» Instruksi Anda: Baris mana saja dalam materi di bawah yang memuat kata "white"? Pilih dan salin semua baris itu, dengan membedakan huruf besar dan kecil.

» Materi Sumber:
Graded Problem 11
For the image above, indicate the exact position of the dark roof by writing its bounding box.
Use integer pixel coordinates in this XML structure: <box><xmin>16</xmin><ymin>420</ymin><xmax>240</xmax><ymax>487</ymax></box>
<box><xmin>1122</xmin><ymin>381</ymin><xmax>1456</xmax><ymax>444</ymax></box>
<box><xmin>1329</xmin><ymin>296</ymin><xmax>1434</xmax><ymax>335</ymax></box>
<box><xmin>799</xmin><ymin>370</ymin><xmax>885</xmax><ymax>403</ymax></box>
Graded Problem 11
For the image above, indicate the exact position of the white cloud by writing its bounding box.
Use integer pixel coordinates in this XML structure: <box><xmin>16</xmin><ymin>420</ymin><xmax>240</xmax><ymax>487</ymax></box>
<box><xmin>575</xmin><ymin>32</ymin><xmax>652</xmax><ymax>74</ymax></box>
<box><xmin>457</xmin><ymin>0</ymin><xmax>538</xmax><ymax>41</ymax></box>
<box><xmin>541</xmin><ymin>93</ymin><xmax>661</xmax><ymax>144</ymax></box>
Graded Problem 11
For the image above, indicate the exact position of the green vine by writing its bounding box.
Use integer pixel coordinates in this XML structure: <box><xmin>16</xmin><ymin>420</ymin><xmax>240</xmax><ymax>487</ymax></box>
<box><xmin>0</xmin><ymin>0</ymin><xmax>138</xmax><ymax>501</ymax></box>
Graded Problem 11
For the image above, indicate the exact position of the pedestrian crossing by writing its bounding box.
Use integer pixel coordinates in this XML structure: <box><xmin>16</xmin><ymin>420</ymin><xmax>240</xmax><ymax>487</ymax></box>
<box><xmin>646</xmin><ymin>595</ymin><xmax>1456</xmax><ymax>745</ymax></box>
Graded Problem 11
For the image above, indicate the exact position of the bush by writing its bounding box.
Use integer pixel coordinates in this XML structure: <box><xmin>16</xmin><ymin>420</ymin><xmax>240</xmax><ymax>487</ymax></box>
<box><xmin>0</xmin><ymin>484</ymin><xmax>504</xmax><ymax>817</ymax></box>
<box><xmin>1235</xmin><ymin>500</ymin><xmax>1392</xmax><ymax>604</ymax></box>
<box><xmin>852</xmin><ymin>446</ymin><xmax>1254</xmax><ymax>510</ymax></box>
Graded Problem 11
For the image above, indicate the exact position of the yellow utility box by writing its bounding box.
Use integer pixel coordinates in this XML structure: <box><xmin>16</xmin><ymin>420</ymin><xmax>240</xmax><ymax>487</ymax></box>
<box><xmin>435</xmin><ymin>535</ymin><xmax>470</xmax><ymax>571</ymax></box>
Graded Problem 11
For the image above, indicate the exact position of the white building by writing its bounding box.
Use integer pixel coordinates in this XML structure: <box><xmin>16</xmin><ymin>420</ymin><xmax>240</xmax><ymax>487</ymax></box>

» Jawaban Soal Ini:
For the image above, indicate the exact position of the white cloud by writing its bounding box.
For the image above, indicate the exact position of the white building by writing its bounding box.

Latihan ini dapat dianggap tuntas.